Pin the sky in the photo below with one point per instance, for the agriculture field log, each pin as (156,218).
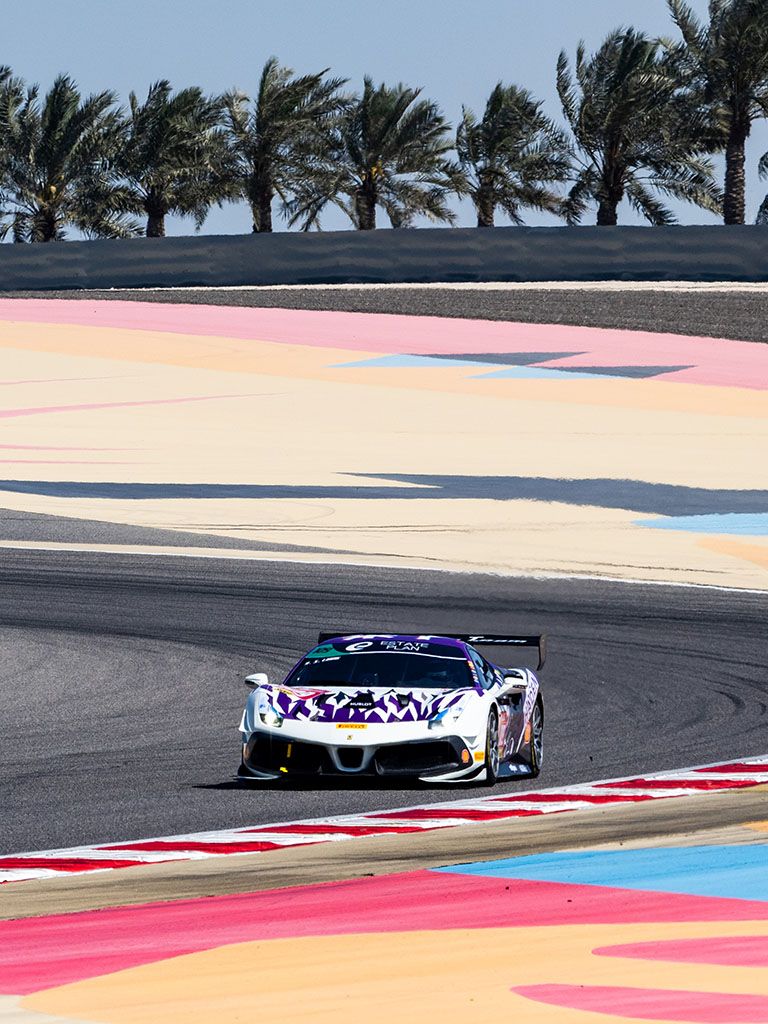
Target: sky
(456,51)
------
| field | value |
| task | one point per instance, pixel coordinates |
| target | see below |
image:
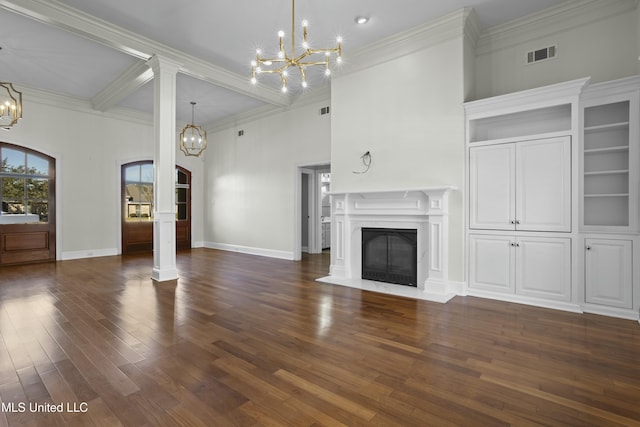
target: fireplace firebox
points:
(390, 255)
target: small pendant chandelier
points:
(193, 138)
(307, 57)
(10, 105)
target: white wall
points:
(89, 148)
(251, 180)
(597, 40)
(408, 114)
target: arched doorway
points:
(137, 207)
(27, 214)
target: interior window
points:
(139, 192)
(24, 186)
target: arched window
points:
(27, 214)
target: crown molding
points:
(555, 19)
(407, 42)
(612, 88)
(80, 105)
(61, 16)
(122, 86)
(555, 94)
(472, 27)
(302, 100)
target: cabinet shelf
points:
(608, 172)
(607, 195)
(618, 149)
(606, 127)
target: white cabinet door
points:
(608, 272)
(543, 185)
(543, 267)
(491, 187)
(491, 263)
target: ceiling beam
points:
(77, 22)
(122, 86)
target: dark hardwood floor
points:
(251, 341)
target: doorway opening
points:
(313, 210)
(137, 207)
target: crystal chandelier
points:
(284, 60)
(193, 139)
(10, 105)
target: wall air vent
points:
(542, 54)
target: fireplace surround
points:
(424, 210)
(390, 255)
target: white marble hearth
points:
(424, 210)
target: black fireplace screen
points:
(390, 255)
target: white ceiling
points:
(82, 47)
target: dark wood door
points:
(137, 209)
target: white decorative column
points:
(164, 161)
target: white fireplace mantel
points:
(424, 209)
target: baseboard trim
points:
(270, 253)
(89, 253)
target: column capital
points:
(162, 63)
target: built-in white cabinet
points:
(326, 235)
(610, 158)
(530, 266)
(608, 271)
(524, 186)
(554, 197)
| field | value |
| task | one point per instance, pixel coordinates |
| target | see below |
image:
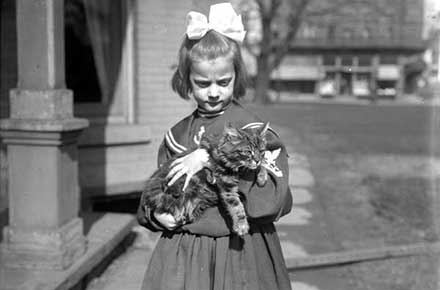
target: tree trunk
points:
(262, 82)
------
Task goal: Show every line of the records above that contains the word "chandelier", copying each one in full. Case counts.

Written reply:
target: small pendant chandelier
target: crystal chandelier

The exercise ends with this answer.